### Source

Do you give 10% of your income to the work of God? Do you think by doing so you are fulfilling the Mosaic command to tithe? Think again. Israelites were commanded to pay upwards of ~23% in tithes, not a mere 10%.
The Mosaic Law required the children of Israel to pay three different tithes: levitical tithe (Lev 27:30-32; Num 18:21,24), annual festival tithe (Dt 14:22-27), and tri-annual poor tithe (Dt 14:28-29). The levitical tithe was the standard tithe. It required all Israelites to give 10% of their increase (crops, fruit, livestock) to the Levites. This tithe was probably offered sporadically throughout the year.
The festival tithe was to be “paid” annually when the Jews gathered in Jerusalem for one of the national festivals. The worshipper was instructed to take 10% of his annual increase to Jerusalem and consume it together with his family and the Levites, at the festival. They feast would consist of grains, meat, and drink.
The poor tithe was paid every three years. Like the festival tithe, this tithe was intended to feed others, including Levites. Unlike the festival tithe, however, this meal was intended to feed foreigners, orphans, and widows—not at Jerusalem, but within one’s own city. Rather than tithing on the past three years, the worshipper only had to tithe on his increase for the year in which the poor tithe was required.
The big question is whether these tithes were concurrent, or whether one replaced the other(s). Given the fact that the Levites needed financial support throughout the year rather than a single annual meal, it stands to reason that the festival tithe was an additional tithe on top of the standard levitical tithe. The same is true of the poor tithe. There is no hint in Scripture that the poor tithe replaced the festival tithe every third year, and thus it stands to reason that the poor tithe was to be paid on top of the festival tithe and levitical tithe every third year.
How much do all these tithes add up to over a three year period? It depends on how it was calculated. If the festival and poor tithes were based on what remained after paying the levitical and festival tithes, then for the first and second year every Israelite would pay 19% in tithes, and for the third year they would pay 27.1%, for an average of 21.7% per year. If the festival and poor tithes were based on one’s gross increase, then for the first and second year every Israelite would pay 20% in tithes, and for the third year they would pay 30%, for an average of 23.3% per year.
This presents a problem for those who appeal to the Mosaic Law to teach that tithing is obligatory for the church. If the Mosaic laws regarding tithing are binding on the church, then so is the percentage and mode of giving. There is no principled basis on which to uphold one tithe (the levitical tithe) as obligatory while abrogating the other two. As Andreas Kostenberger and David Croteau write, “To call for the cessation of two of the three tithes, while leaving one intact, would seem to require some major theological nuancing.”

######

■ Problem statement: Translate this sentence from the text on tithing into Spanish: "The poor tithe was paid every three years." Rely only on the text on tithing.

### Material

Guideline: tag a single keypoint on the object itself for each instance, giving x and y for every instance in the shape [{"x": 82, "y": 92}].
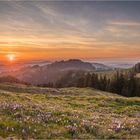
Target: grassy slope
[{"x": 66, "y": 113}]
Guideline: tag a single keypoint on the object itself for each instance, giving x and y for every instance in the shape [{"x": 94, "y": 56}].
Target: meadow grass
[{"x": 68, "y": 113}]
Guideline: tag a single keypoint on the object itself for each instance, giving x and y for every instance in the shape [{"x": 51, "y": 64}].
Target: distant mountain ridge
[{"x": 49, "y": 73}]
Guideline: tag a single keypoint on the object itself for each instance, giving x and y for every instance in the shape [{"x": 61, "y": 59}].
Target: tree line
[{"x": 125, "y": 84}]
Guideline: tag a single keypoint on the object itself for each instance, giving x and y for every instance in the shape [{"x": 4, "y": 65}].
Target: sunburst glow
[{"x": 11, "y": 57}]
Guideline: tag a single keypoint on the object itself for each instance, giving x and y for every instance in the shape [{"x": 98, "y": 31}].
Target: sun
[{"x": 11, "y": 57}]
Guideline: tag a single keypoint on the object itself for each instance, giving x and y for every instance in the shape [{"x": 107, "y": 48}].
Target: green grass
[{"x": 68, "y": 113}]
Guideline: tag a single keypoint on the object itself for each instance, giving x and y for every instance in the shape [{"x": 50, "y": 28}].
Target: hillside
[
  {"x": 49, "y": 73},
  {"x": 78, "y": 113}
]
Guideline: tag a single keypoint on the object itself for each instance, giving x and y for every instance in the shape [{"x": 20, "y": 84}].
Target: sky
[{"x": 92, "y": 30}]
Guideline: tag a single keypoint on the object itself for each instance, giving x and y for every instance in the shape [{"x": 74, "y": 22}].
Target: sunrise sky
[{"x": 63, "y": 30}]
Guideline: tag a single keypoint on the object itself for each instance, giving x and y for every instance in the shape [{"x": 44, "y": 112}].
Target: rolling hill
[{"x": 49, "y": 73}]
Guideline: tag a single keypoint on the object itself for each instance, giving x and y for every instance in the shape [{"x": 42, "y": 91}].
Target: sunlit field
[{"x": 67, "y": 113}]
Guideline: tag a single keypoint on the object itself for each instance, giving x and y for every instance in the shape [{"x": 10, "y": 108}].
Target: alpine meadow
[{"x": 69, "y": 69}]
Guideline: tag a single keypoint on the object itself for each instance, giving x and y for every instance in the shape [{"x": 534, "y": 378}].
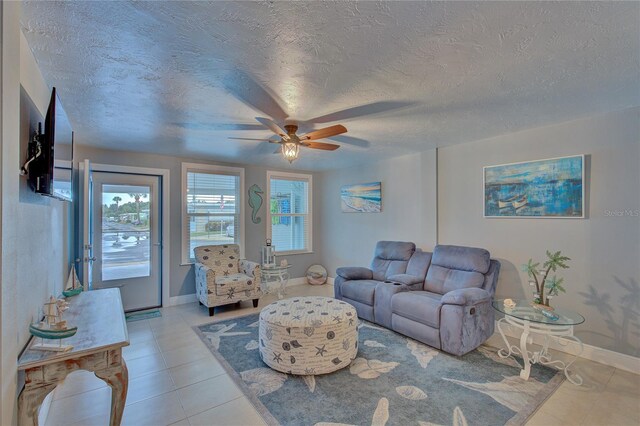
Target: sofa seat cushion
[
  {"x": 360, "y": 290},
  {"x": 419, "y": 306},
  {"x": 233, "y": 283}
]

######
### Material

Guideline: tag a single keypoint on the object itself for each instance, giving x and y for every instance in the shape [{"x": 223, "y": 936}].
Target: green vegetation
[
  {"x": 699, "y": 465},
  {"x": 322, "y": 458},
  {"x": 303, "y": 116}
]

######
### Material

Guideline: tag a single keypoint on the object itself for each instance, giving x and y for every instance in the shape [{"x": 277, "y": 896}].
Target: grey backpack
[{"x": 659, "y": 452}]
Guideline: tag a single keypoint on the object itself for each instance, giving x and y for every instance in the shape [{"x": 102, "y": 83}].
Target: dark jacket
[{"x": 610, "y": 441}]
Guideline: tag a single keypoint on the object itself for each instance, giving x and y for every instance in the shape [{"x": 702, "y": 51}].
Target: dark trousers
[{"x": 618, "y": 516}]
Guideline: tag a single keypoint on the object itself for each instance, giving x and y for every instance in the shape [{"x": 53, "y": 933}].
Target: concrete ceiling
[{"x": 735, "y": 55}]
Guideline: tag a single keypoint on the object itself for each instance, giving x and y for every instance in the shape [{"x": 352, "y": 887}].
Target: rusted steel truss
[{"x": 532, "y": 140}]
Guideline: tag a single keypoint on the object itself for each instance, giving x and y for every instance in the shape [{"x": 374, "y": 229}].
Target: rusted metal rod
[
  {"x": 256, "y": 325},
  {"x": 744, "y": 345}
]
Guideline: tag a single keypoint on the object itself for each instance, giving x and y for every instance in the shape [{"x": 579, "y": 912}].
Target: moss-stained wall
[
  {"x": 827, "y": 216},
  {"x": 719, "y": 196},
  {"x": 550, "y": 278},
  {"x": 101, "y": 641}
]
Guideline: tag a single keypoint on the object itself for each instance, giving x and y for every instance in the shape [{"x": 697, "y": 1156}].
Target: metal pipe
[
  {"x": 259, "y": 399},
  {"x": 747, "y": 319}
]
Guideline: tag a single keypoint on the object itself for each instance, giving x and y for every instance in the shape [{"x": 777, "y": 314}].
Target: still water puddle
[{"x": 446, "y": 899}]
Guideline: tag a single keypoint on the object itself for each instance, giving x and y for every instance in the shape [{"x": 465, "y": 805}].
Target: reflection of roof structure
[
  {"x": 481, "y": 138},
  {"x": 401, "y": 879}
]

######

■ Solution for this problem: El diezmo para los pobres se pagaba cada tres años.